- Tasks to perform:
[1] In the biography of Stephanie J. Jones, who appointed her as the federal government's first chief opportunities officer?
[2] List every relative of Stephanie J. Jones named in her biography.
[3] Continue the biography of Stephanie J. Jones from its last sentence.

- Document section:
#####
Stephanie J. Jones is an American lawyer, writer and former senior government official, and she is the President of the Nathaniel R. Jones Foundation. She was the federal government's first Chief Opportunities Officer and Editor-in-Chief of The State of Black America.

Jones is the creator and author of Sunday Morning Apartheid: A Diversity Study of the Sunday Morning Talk Shows.

== Early life and education ==
Stephanie Jones grew up in Youngstown, Ohio and later moved to Ridgewood, a village in New Jersey. She is the daughter of Nathaniel R. Jones, retired Sixth Circuit Court of Appeals judge and former general counsel of the National Association for the Advancement of Colored People (NAACP). She is the granddaughter of author Lorenz Graham and great-niece of Shirley Graham and W. E. B. DuBois.

Jones earned a bachelor's degree in English Literature and Afro-American studies from Smith College in Northampton, Massachusetts. She earned her Juris Doctor degree from the University of Cincinnati College of Law, where she was a fellow in the Urban Morgan Institute for Human Rights. She also attended Tuskegee Institute (now Tuskegee University).

== Career ==
Jones is the president and board member of the Nathaniel R. Jones Foundation, a non-profit devoted to advancing the civil rights legacy of her father, Nathaniel R. Jones. She was the first chief opportunities officer in the federal government, appointed by Transportation Secretary Anthony Foxx. She also served as deputy chief of staff and senior counsellor to the secretary at the U.S. Department of Transportation. Jones was the executive director of the National Urban League Policy Institute and editor-in-chief of The State of Black America.
#####
Annotated photo localization data:

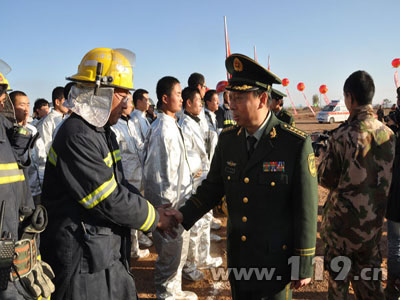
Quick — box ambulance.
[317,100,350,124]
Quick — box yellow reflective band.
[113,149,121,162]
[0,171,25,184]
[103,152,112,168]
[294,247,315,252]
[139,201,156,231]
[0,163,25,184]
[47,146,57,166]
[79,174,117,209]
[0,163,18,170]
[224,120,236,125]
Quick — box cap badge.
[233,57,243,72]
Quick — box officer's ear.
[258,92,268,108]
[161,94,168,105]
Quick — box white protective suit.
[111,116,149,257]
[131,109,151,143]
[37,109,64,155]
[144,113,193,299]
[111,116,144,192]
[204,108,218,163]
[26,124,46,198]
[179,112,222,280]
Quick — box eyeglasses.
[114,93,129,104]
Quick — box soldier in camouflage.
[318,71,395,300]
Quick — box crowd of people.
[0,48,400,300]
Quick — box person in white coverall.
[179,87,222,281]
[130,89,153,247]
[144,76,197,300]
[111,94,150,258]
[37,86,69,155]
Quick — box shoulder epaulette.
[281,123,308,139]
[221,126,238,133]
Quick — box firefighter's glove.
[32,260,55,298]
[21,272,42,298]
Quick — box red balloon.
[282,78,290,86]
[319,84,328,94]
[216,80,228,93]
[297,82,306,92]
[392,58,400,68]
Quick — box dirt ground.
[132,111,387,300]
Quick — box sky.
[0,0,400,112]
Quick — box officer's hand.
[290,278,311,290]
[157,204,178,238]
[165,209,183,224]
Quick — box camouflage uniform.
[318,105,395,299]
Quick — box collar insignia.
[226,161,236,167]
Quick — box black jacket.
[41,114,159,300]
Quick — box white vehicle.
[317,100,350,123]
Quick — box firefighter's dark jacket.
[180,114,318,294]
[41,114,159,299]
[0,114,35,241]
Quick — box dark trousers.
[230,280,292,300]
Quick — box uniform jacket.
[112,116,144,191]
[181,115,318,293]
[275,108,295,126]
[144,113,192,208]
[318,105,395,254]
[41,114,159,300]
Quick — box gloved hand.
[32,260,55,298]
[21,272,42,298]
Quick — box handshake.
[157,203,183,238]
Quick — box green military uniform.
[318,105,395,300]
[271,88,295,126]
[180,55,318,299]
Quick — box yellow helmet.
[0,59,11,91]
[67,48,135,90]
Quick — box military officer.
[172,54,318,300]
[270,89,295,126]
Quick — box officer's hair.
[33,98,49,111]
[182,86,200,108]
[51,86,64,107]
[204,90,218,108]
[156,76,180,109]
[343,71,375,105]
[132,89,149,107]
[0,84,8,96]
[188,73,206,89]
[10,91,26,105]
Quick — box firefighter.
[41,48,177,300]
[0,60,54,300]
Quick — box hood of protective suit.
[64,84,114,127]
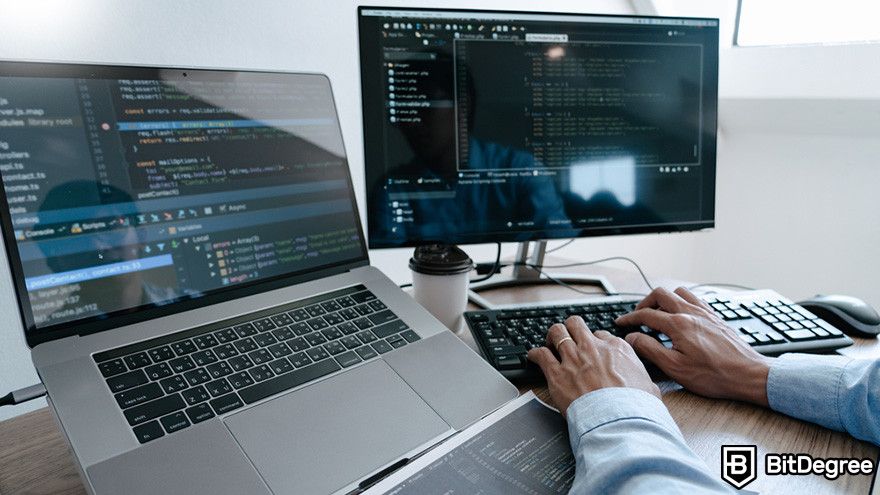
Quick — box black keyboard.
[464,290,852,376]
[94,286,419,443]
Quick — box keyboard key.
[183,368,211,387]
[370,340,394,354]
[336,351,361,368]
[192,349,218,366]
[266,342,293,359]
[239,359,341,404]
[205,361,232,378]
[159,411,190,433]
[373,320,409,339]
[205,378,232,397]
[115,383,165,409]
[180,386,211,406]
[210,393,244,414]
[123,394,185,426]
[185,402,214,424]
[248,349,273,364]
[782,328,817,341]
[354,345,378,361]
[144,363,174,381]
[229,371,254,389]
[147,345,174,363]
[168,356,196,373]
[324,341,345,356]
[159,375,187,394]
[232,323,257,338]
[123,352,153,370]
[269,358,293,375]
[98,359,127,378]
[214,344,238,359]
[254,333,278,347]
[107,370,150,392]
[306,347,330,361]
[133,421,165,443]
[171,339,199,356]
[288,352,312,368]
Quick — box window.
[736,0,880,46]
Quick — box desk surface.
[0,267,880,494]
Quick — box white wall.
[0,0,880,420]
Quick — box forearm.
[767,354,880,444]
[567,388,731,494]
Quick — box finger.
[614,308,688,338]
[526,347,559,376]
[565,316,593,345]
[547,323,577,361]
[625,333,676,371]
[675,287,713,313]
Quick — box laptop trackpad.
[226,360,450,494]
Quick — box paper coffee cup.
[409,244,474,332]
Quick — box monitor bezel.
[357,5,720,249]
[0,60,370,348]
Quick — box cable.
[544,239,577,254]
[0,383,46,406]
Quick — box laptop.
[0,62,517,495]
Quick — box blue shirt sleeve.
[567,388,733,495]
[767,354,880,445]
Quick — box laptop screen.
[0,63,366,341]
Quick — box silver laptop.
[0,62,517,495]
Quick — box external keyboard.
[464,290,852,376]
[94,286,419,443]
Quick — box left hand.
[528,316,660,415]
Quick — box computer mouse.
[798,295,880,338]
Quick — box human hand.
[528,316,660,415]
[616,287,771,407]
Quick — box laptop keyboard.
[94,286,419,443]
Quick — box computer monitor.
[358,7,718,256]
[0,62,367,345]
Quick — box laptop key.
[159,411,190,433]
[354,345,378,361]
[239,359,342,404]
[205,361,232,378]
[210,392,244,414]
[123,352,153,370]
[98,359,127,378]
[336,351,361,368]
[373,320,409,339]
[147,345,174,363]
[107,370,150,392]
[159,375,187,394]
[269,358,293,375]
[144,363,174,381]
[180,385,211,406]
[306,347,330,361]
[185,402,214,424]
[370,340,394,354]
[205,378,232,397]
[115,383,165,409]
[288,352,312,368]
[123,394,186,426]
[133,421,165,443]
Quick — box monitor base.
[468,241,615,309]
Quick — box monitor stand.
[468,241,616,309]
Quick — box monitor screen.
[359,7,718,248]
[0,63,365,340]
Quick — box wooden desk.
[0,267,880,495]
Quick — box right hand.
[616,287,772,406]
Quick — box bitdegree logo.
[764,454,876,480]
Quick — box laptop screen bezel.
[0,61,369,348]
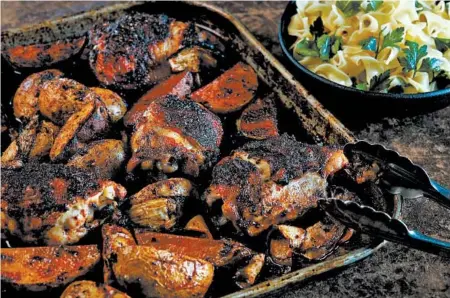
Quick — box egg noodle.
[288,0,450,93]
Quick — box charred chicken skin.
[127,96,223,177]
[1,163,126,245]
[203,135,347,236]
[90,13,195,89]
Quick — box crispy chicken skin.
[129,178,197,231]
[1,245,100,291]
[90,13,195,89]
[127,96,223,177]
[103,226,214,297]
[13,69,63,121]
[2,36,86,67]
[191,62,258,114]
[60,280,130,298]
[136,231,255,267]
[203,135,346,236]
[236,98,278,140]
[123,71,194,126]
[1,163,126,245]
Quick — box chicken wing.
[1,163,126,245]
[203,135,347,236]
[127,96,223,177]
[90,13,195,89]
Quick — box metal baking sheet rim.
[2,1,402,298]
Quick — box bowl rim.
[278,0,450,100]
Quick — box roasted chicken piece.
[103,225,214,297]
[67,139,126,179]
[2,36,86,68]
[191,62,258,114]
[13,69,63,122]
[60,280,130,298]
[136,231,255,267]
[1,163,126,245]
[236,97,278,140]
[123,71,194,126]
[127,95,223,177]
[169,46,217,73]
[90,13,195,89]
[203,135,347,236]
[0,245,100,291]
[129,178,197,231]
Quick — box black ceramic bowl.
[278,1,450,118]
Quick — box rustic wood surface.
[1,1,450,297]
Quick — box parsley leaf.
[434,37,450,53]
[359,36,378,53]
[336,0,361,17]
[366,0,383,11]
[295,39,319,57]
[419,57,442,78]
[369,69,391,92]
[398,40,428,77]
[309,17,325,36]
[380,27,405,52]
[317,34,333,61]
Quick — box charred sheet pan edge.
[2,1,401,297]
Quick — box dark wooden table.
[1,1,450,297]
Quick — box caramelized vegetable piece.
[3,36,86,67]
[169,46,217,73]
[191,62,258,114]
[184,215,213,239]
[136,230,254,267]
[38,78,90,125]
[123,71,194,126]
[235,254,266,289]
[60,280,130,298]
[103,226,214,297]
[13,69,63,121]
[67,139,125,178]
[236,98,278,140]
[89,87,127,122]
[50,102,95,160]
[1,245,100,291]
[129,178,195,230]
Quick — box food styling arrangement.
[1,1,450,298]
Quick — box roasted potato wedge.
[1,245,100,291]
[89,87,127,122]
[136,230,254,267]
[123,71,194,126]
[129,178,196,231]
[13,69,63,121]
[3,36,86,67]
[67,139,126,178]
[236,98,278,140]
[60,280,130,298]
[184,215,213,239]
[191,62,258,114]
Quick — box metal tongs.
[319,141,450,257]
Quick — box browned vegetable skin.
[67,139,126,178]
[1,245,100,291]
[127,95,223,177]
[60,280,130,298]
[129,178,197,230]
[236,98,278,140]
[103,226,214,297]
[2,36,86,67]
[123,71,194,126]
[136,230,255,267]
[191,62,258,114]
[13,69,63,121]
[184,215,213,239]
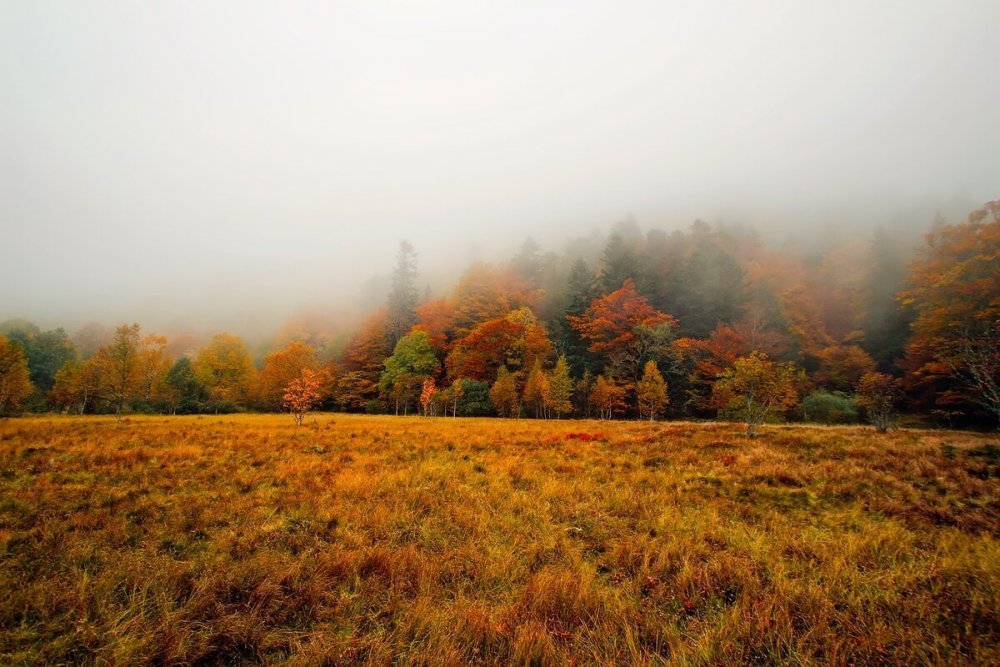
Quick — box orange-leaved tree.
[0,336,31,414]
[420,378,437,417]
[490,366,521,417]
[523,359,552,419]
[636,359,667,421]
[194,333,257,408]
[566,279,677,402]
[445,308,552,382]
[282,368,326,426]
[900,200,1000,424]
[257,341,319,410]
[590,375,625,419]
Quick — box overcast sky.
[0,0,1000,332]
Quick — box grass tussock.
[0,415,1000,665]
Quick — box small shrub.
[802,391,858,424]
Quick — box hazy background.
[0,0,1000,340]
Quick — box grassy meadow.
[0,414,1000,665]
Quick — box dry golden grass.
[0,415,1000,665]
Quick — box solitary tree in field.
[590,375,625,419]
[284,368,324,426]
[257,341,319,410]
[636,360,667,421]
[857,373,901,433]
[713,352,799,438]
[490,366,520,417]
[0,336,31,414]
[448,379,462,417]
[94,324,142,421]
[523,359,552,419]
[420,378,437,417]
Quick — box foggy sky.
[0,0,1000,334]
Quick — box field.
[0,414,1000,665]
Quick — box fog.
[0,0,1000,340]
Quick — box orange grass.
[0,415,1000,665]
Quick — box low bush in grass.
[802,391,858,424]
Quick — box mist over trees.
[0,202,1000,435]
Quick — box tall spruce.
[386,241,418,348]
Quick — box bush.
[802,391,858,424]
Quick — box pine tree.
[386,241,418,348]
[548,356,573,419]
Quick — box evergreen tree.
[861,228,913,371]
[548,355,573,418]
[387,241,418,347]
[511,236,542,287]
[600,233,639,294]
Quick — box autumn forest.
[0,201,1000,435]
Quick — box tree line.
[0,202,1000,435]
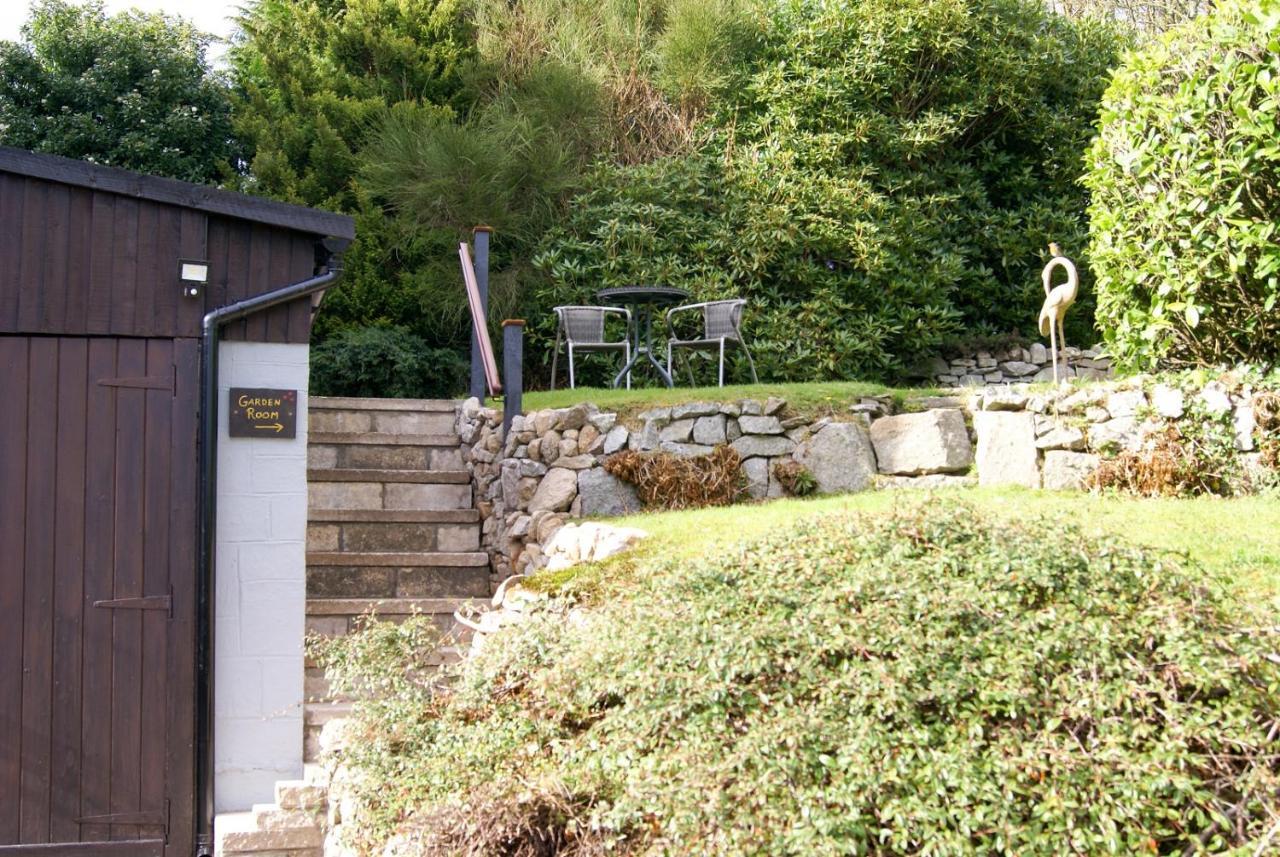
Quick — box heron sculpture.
#####
- Activity answers:
[1] Transportation Secretary Anthony Foxx

[2] Nathaniel R. Jones (father), Lorenz Graham (grandfather), Shirley Graham (great-aunt), W. E. B. DuBois (great-uncle)

[3]
Jones is the creator and author of Sunday Morning Apartheid: A Diversity Study of the Sunday Morning Talk Shows. Following the release of the study, cable and network executives substantially increased the diversity of their talk show host and guest line-ups.

She was previously chief counsel to Senator John Edwards from 2002 to 2005 and chief of staff to Representative Stephanie Tubbs Jones from 2000 to 2002. She served in the Clinton Administration as Secretary's Regional Representative in the U.S. Department of Education (Region V). She was a consultant to the January 6 Select Committee.

Before entering government service, Jones was an associate professor of Law at Northern Kentucky University's Salmon P. Chase College of Law, where she taught civil rights law, civil and criminal procedure, entertainment law, and trial advocacy. Jones has also served on the adjunct faculty of Northwestern University School of Law. She previously practiced law with the firm Graydon, Head & Ritchey in Cincinnati. Prior to her legal career, Jones was a staff reporter at the Cincinnati Post. During the early 1980s, she was personal assistant to Lionel Richie and The Commodores.